(Coordinate annotation entries)
##############################

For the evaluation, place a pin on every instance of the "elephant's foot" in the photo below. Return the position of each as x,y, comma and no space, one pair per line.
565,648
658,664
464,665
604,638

##############################

→ **Requirement**: Rewrite these rows as a numbered list, skipping any blank lines.

→ **Complete answer**:
1. For the evaluation, place a pin on every instance of the "elephant's foot" in the photo below. Return the position of each as x,y, comma and no space, one pair per line.
2. 565,648
3. 658,664
4. 464,665
5. 604,638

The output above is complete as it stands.